(Region pointing data)
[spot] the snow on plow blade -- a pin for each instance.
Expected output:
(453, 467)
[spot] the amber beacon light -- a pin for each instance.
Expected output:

** TASK GOAL **
Give every entry back exactly as it was written above.

** ANSWER **
[spot] the snow on plow blade -- a pin for each instance.
Expected output:
(453, 467)
[spot] the amber beacon light -- a pin for each instance.
Expected output:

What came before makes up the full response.